── Supplied records

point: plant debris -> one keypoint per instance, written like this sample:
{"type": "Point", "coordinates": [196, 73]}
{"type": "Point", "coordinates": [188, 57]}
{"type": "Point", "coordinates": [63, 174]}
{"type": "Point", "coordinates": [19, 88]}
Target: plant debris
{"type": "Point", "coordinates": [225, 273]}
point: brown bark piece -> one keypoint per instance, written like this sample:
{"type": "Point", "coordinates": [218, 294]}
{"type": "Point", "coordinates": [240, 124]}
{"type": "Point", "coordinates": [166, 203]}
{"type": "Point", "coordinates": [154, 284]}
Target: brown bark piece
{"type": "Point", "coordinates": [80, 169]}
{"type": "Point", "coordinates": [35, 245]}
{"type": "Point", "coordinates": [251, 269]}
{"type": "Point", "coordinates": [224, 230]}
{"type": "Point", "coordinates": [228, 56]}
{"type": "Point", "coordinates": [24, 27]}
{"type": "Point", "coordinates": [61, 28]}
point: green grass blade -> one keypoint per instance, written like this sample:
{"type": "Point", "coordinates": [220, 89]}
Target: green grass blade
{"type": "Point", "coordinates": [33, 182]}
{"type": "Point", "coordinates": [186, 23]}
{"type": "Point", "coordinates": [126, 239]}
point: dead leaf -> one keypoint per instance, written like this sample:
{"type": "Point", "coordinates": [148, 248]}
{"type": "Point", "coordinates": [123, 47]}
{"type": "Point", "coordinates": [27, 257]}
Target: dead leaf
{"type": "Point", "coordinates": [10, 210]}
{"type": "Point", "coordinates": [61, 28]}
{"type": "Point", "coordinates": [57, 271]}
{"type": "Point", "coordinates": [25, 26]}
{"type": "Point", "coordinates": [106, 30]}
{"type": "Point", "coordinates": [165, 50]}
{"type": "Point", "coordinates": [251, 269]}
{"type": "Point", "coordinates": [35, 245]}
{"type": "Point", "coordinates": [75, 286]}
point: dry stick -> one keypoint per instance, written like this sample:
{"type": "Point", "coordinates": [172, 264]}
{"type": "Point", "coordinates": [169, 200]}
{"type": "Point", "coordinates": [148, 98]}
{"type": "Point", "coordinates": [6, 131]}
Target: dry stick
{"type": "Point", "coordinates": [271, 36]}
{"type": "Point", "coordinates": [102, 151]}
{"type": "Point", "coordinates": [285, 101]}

────

Written task
Copy out the material word for word, starting at the line that contains "point: brown bark" and continuing through its final line.

Task output
point: brown bark piece -> one keypoint per instance, written like this sample:
{"type": "Point", "coordinates": [218, 294]}
{"type": "Point", "coordinates": [240, 124]}
{"type": "Point", "coordinates": [166, 203]}
{"type": "Point", "coordinates": [154, 284]}
Target: brown bark piece
{"type": "Point", "coordinates": [80, 169]}
{"type": "Point", "coordinates": [35, 245]}
{"type": "Point", "coordinates": [251, 269]}
{"type": "Point", "coordinates": [224, 230]}
{"type": "Point", "coordinates": [228, 56]}
{"type": "Point", "coordinates": [24, 27]}
{"type": "Point", "coordinates": [61, 28]}
point: green grass blade -> one keypoint per instance, written like this sample:
{"type": "Point", "coordinates": [220, 89]}
Target: green grass blade
{"type": "Point", "coordinates": [33, 182]}
{"type": "Point", "coordinates": [186, 23]}
{"type": "Point", "coordinates": [126, 239]}
point: dead leaf -> one keypoint per instance, written like this sample:
{"type": "Point", "coordinates": [148, 248]}
{"type": "Point", "coordinates": [123, 47]}
{"type": "Point", "coordinates": [27, 257]}
Target: dead leaf
{"type": "Point", "coordinates": [10, 210]}
{"type": "Point", "coordinates": [61, 28]}
{"type": "Point", "coordinates": [57, 271]}
{"type": "Point", "coordinates": [25, 26]}
{"type": "Point", "coordinates": [106, 30]}
{"type": "Point", "coordinates": [165, 50]}
{"type": "Point", "coordinates": [251, 269]}
{"type": "Point", "coordinates": [35, 245]}
{"type": "Point", "coordinates": [75, 286]}
point: dry stick -> one keypoint per instance, written like this sample:
{"type": "Point", "coordinates": [172, 264]}
{"type": "Point", "coordinates": [169, 200]}
{"type": "Point", "coordinates": [148, 98]}
{"type": "Point", "coordinates": [6, 131]}
Target: dry stick
{"type": "Point", "coordinates": [271, 36]}
{"type": "Point", "coordinates": [102, 151]}
{"type": "Point", "coordinates": [285, 101]}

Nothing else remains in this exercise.